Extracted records
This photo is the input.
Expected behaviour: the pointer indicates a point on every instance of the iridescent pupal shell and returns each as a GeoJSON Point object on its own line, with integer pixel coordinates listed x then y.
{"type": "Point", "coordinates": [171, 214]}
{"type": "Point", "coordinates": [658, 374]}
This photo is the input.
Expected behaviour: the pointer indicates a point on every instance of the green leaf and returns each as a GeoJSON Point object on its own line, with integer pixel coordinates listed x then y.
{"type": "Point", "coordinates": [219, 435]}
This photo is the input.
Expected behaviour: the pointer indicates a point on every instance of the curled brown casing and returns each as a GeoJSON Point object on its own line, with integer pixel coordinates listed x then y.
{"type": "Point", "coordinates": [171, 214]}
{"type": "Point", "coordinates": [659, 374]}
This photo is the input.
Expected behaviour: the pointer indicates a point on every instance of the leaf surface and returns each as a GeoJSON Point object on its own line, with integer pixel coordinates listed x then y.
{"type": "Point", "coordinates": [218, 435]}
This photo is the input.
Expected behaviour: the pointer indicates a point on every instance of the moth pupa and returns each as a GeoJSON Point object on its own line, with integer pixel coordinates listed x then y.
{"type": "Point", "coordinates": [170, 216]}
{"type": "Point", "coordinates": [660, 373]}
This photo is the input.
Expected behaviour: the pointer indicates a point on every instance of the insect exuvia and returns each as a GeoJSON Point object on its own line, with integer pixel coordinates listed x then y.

Goal of the exercise ▸ Rewrite every line of the material above, adding 28 to each x and y pixel coordinate in the answer points and leaving all other text unchanged.

Solution to the exercise ▸
This photo is the input.
Expected behaviour: the pointer indicates a point on every instance of the iridescent pupal shell and returns each as a GeoJSON Point object on its own line, with integer pixel coordinates listed x then y.
{"type": "Point", "coordinates": [199, 242]}
{"type": "Point", "coordinates": [686, 402]}
This photo is the input.
Expected behaviour: the pointer indicates a point on every instance of the green leaf and returns each as a GeoJSON Point object on its own line, with integer pixel coordinates listed x then y.
{"type": "Point", "coordinates": [247, 463]}
This photo is the input.
Expected behaviour: the pointer indicates a point on every instance of the curled brown casing and returns each as a GeoJSON Point object on its own line, with integer pixel coordinates listed x then y.
{"type": "Point", "coordinates": [199, 242]}
{"type": "Point", "coordinates": [687, 402]}
This photo is the input.
Expected behaviour: the pointer indicates a point on every instance of the leaf surface and returns each as a GeoJSON Point object on its own line, with integer pixel coordinates listed x then y.
{"type": "Point", "coordinates": [246, 463]}
This photo is the input.
Expected behaviour: the pointer indicates a point on every instance of the moth pupa and returns each as a GeoJSON Point object on its own line, with integer pixel coordinates listed x then y.
{"type": "Point", "coordinates": [198, 244]}
{"type": "Point", "coordinates": [688, 401]}
This photo is the input.
Expected behaviour: the pointer indicates a point on every instance of the insect exuvia and returns each as a GeoJSON Point object on its own line, with integer pixel coordinates listed x then y.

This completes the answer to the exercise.